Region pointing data
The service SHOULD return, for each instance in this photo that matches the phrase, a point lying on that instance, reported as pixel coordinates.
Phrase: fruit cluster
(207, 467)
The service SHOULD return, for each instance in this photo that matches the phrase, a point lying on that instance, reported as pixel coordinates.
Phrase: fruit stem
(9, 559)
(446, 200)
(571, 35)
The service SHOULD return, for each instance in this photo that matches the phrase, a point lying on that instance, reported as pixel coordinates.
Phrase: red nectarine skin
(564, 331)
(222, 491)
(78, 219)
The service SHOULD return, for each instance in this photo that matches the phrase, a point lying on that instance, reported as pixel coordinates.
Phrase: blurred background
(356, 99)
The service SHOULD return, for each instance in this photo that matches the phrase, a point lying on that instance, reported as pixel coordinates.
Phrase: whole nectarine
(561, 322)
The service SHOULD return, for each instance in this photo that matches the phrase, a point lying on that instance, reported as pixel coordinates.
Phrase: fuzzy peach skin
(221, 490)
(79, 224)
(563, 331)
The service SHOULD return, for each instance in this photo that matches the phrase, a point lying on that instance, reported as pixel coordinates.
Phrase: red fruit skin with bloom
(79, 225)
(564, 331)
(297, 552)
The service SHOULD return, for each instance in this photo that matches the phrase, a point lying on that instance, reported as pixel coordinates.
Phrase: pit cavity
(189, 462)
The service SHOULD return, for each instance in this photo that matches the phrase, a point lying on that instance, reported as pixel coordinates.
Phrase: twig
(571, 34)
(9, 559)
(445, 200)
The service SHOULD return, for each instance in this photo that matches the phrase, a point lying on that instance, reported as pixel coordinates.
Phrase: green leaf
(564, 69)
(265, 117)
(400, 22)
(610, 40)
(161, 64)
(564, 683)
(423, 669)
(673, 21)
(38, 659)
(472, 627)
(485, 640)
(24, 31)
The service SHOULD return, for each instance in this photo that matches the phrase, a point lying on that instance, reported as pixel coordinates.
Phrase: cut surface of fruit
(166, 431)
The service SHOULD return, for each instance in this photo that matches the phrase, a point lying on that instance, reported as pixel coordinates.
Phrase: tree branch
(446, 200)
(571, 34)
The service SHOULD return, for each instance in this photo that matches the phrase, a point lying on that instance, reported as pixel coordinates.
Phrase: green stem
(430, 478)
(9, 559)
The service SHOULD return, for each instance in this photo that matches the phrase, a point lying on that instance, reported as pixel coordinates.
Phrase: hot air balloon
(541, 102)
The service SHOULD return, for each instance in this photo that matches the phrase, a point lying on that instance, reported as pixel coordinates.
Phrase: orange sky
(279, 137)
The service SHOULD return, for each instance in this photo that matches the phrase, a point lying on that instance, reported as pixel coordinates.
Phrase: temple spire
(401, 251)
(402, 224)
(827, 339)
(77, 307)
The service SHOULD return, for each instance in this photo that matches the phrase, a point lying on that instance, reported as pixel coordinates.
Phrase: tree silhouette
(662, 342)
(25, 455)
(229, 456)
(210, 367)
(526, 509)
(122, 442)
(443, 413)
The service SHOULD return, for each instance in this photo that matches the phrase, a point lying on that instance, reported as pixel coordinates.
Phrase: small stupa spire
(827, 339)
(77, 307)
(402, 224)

→ **What the task asks**
The data above is to be given again, with every line exact.

→ **Reply**
The service SHOULD return, for each instance in this photo that matches the phrase, a point lying on that instance, reported as pixel coordinates.
Phrase: fruit cluster
(207, 467)
The service SHOULD return, for each instance in this photo that matches the phrase, a point lying on that instance, reported as pixel coordinates.
Phrase: fruit stem
(9, 559)
(446, 200)
(571, 35)
The service SHOULD return, for each instance in this photo that matches the phrase, a point lying on that instance, reported as pixel coordinates.
Phrase: red nectarine skin
(564, 331)
(222, 491)
(78, 219)
The service SHOULD return, for each instance in this photo that matches the phrase, a point lying on that instance, reported as pixel coordinates.
Phrase: blurred background
(356, 99)
The service SHOULD return, for each instance in this photo that matches the phrase, a point lying on that instance, reported as pixel coordinates.
Phrase: whole nectarine
(561, 322)
The service SHOULD return, for each instance in this photo that matches the phrase, a point lying on that instance, reported as pixel coordinates.
Phrase: fuzzy peach skin
(221, 490)
(79, 224)
(563, 331)
The service SHOULD return, for each instance in this photo that matches the phrase, a point lying on that instance, reported as pixel coordinates.
Phrase: red fruit skin with bloom
(79, 225)
(564, 331)
(297, 552)
The service SHOULD return, for each instance in this photo that matches the phrase, a point lying on that instance, reported as pixel coordinates.
Phrase: pit cavity
(189, 462)
The service SHOULD return, for each instance in this photo that matches the phrase, a point lying on that instance, reported as pixel coordinates.
Phrase: twig
(571, 34)
(9, 559)
(445, 200)
The service SHOULD return, for each instance in this photo that matches the phrase, a point lying on that instance, reported as pixel coordinates.
Phrase: green leaf
(564, 69)
(265, 117)
(400, 22)
(610, 40)
(161, 64)
(564, 683)
(423, 669)
(673, 21)
(38, 659)
(472, 627)
(485, 640)
(24, 31)
The service SHOULD return, for each instance in this photo that matches the phrase, a point lying on that instance, reported as pixel coordinates.
Phrase: cut surface of fruit
(166, 431)
The service SHOULD return, for each instance in this photo that matches the phrase, a point lying on that instance, reported as pixel coordinates.
Phrase: tree branch
(446, 200)
(571, 34)
The service SHOULD return, for each instance in this photo that matches the phrase, a point lying on that instance, reported as pixel coordinates.
Phrase: green stem
(430, 478)
(9, 559)
The service SHOULD return, for each instance in this photo that matches the phrase, a point lying on that instance, reported as pixel coordinates.
Phrase: hot air balloon
(541, 102)
The service SHOULD return, for each instance in this photo that matches the phrase, a point lying on that instance, reported as pixel coordinates.
Phrase: orange sky
(279, 137)
The service SHOULD return, for each instance in this photo that matches the phrase, a point lying on that instance, reported as pixel coordinates.
Phrase: temple spire
(401, 251)
(402, 224)
(827, 339)
(77, 307)
The service SHOULD return, for each instance in this photo that matches the phrase, a point lying on that instance, reported as pixel coordinates.
Phrase: tree silhouette
(662, 342)
(25, 455)
(229, 456)
(210, 367)
(526, 509)
(122, 442)
(443, 413)
The service SHOULD return, for each instance in this photo that matches the phrase, a point lying on that instance, reported as pixel coordinates.
Phrase: small stupa spire
(827, 339)
(77, 307)
(402, 224)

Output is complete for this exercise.